[Data lines]
◆ ◆ ◆ ◆

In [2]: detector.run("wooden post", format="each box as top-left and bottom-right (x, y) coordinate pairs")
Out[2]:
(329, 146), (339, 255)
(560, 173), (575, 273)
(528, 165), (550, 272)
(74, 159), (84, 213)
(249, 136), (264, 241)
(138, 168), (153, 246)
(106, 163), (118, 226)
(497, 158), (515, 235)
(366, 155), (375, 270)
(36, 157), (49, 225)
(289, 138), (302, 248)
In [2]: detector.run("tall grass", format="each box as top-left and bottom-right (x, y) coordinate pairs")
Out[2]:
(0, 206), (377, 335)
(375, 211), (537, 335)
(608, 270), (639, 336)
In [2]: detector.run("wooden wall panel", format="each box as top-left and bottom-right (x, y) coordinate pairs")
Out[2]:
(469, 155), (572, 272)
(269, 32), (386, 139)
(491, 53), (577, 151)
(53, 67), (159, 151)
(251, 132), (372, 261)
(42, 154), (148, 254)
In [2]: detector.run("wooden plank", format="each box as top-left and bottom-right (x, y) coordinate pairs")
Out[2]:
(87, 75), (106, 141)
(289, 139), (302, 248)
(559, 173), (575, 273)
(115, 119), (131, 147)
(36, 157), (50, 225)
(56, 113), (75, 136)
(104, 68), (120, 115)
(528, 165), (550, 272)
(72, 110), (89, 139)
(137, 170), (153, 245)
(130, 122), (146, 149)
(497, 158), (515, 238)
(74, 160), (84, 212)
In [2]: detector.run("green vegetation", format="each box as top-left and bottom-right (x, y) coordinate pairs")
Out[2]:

◆ ◆ ◆ ◆

Written problem: Copy out every line of the records containing the string "wooden". Matching is case-sensitive.

Result of the task:
In [2]: detector.run("wooden post", format="each box as top-left and bottom-right (x, y) coordinate pairs")
In [2]: detector.run("wooden wall panel", format="each box as top-left and bottom-right (x, y) coordinate pairs")
In [2]: detector.run("wooden plank", format="each box as top-left and bottom-right (x, y) coordinate pairs")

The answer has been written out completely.